= Task set =
1. Write out the entrepreneur tips text from "2. Be delightfully" to "a savvy following.".
2. Rewrite the numbered paragraph of the entrepreneur tips text that begins "Be delightfully authentic and honest" as a short bulleted list, keeping its main points.

= Document text =

◇ ◇ ◇ ◇ ◇

Ten Tips on How to Get the Entrepreneur X-FactorTo be successful as an entrepreneur, you don’t have to be a fabulous person, but it helps. Some people, and some entrepreneurs, have that something extra, like Simon Cowell is searching for on the X-Factor, that you can’t quite put your finger on. But the entrepreneurs that have “it” seem to be able to effortlessly get team members, investors, and customers to follow them anywhere.

I just finished a book on this subject, “The Essentials of Fabulous,” by Ellen Lubin-Sherman, who has been tracking fabulous people most of her life, as a writer and journalist. She identifies less than a dozen primary qualities for fabulous people in general, and I have honed and tuned these to ten that apply especially to entrepreneurs, in my experience:

  1. Be passionate about life, as well as your business. Entrepreneurs who have passion in business, as well as their life, may drive us all batty, but there is never a dull moment. These moments are always being transformed into options to be explored. They make life interesting and an adventure, and everyone loves an adventure.
  2. Be delightfully authentic and honest. Authentic entrepreneurs are destined and determined to have fun, as well as move forward in business. They have an unerring confidence that’s inspiring yet attainable. They savor relationships, and are generous with themselves and their smarts, so they attract a savvy following.

◇ ◇ ◇ ◇ ◇

= Records =
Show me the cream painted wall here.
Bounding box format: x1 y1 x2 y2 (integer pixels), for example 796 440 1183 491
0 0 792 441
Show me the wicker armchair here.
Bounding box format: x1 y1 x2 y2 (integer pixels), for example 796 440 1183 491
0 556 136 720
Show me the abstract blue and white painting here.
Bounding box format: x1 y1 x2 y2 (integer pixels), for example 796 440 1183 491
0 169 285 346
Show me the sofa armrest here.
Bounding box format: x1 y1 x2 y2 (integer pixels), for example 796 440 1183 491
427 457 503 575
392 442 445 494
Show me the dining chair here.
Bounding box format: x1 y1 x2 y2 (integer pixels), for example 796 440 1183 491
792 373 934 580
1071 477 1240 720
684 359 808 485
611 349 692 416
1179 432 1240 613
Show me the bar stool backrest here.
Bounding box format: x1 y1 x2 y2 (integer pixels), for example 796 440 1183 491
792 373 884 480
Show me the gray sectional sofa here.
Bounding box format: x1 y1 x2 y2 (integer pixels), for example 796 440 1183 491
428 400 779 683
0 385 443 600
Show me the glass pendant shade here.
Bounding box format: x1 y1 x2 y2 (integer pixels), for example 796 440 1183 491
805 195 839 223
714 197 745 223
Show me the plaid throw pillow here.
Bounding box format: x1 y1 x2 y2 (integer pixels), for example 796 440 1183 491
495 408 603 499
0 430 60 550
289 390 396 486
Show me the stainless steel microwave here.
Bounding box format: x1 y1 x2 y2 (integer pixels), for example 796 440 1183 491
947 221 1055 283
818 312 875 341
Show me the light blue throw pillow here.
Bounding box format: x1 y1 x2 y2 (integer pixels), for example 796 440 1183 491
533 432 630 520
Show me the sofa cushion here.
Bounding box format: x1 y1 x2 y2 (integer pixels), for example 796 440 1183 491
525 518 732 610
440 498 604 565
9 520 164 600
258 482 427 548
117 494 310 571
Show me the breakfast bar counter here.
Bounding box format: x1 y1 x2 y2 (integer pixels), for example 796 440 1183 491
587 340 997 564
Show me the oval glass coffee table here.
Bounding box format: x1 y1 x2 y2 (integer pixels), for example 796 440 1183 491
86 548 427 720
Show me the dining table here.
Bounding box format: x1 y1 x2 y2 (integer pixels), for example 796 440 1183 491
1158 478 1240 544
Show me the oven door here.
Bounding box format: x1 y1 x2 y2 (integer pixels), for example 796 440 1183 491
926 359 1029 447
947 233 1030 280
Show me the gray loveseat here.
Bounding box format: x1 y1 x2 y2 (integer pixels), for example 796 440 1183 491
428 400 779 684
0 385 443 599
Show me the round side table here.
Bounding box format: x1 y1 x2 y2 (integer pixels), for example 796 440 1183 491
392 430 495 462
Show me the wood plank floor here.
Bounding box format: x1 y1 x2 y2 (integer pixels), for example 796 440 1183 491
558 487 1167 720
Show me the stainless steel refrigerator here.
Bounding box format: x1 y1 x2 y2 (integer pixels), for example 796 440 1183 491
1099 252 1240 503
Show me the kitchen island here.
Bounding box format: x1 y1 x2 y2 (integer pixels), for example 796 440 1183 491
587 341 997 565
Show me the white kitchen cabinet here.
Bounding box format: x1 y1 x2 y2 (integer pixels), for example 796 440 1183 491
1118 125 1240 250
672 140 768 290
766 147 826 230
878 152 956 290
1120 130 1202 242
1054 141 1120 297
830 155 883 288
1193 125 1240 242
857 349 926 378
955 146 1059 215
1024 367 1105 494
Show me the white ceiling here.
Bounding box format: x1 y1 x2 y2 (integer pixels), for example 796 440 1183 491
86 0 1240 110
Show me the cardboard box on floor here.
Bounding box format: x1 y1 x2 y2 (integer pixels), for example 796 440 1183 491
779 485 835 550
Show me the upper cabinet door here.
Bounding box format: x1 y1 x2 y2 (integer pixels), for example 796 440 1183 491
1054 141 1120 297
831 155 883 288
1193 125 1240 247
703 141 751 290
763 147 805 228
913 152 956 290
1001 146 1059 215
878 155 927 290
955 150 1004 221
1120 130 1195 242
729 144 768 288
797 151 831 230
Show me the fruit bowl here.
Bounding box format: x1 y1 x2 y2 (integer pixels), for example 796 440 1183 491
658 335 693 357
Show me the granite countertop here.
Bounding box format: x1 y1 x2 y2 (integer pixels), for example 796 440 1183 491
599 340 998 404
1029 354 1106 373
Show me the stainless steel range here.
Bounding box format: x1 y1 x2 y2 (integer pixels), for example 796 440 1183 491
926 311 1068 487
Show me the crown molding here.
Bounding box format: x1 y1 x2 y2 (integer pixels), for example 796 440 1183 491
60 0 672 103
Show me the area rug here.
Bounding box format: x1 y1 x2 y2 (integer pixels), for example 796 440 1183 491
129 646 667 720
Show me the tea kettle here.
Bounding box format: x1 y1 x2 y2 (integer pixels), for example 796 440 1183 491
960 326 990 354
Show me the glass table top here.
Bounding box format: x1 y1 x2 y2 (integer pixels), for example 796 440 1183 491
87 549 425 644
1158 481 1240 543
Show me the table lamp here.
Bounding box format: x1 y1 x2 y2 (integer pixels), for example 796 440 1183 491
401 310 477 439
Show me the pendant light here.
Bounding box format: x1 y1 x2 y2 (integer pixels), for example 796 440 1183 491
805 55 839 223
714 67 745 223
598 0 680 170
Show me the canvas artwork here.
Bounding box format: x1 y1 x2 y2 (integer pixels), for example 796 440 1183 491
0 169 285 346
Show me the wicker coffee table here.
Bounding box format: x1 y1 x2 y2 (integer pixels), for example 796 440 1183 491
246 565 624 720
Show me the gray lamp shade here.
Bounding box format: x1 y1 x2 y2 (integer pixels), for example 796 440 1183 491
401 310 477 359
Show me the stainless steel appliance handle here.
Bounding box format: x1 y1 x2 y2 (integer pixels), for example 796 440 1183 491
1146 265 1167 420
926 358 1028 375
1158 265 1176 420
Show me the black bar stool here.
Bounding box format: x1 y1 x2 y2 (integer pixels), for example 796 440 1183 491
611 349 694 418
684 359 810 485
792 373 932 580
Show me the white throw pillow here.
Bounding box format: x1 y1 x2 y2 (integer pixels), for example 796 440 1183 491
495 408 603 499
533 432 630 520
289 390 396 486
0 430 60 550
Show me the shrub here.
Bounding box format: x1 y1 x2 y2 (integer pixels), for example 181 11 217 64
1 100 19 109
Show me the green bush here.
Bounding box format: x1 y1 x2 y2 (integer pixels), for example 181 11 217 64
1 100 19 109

◇ ◇ ◇ ◇ ◇

= Responses for each task =
1.
2. Be delightfully authentic and honest. Authentic entrepreneurs are destined and determined to have fun, as well as move forward in business. They have an unerring confidence that’s inspiring yet attainable. They savor relationships, and are generous with themselves and their smarts, so they attract a savvy following.

2.
- Authentic entrepreneurs are set on having fun and on moving forward in business.
- Their steady confidence inspires others yet feels within reach.
- They value relationships and share themselves and their smarts generously.
- As a result, they attract a savvy following.